Provided passage
Since she still resides on the family homestead where Gatlin regularly filmed, Kay popped up in a few clips as a background character. It wasn’t long, however, before the 82-year-old matriarch became a staple in her grandson’s social media shenanigans.

“[Gatlin] would just come in the house, and he would just say, ‘Come on. You gotta go help me.’ He wouldn’t even give me time to comb my hair,” Kay told The Federalist.

Kay’s popularity didn’t surprise Gatlin, who said she was the “inspiration for a lot of the stuff I was videoing.”

“If she’s doing something, that’s great video right there,” Gatlin explained.

The viewers thought so too. Kay’s occasional cameos soon turned into light-hearted lectures centered on dating advice, men who drive lifted trucks, and toilet seat etiquette. A new series highlights “savage granny,” who isn’t afraid to poke fun at vegans, “your mom,” and weak men.

Perhaps the most successful Granny Bibbins bit so far was birthed out of her disdain for online thirst traps. “Morals over hussies,” is an adage Kay uses to remind young men and women “of where our values should be.”

“I’m always stressing stuff,” Kay said. “Anything like that.”

The family emblazoned the saying on pink T-shirts, which sold by the thousands, along with their “fiddle around and find out” merch, a play on Jason Aldean’s controversial song “Try That in a Small Town.”

Separating Wheat from Chaff

Ever since the Didiers entered the online world of comedy in January 2020, they avoided alluding to anything conservative for fear of being “shadowbanned and blackballed.” As the world grew crazier with each passing year, though, Gatlin and Jarrett felt like they finally needed to speak up.

“We’ve sold merch that says ‘God. Family. Country’ on it for two years now. So people kind of knew where we stood. But I was like, how can we be funny and strategic about all this? Let’s just start doing it,” Gatlin explained.

Gatlin specifically decided to shift their content after he heard female swimmer Riley Gaines was assaulted in April 2023 at a speaking event at San Francisco State University for stating the truth about the differences between men and women.

The Didiers rushed to film a comedic exchange about the difference between a bull, which still contains all of its reproductive parts, and a steer, a male bovine that is castrated. The video explains why even a steer without his parts can’t have calves and shouldn’t share a pen with the vulnerable members of the herd.

“At the end of the day, you can polish its cow patty all you want, but it’s still bullsh-t,” Gatlin’s character Darrell concludes.

The video prompted the Didiers’ first round of death threats, but they were not deterred.

Soon the family had pivoted from parodying popular songs like Lizzo’s “About D-mn Time,” which they turned into “About Farm Time,” to giving commentary on the problems affecting everyday Americans.

What this exercise asks
(1) Update the part of the Granny Bibbins passage that begins at the words "The Didiers rushed" and stops after "were not deterred.", replacing "comedic exchange" with "humorous skit".
(2) Decide whether each statement agrees with the Granny Bibbins passage, answering yes or no and quoting the words that settle it: (a) Kay is 82 years old. (b) The Didiers entered the online world of comedy in January 2021. (c) The "Morals over hussies" saying was printed on blue T-shirts.
(3) Translate this sentence from the Granny Bibbins passage into Spanish: "The video prompted the Didiers’ first round of death threats, but they were not deterred."

Given information
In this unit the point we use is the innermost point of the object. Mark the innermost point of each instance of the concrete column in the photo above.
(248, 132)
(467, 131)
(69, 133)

In response
(1)
The Didiers rushed to film a humorous skit about the difference between a bull, which still contains all of its reproductive parts, and a steer, a male bovine that is castrated. The video explains why even a steer without his parts can’t have calves and shouldn’t share a pen with the vulnerable members of the herd.

“At the end of the day, you can polish its cow patty all you want, but it’s still bullsh-t,” Gatlin’s character Darrell concludes.

The video prompted the Didiers’ first round of death threats, but they were not deterred.

(2)
(a) Yes: "the 82-year-old matriarch"
(b) No: "in January 2020"
(c) No: "The family emblazoned the saying on pink T-shirts"

(3) El video provocó la primera ronda de amenazas de muerte contra los Didier, pero no se dejaron intimidar.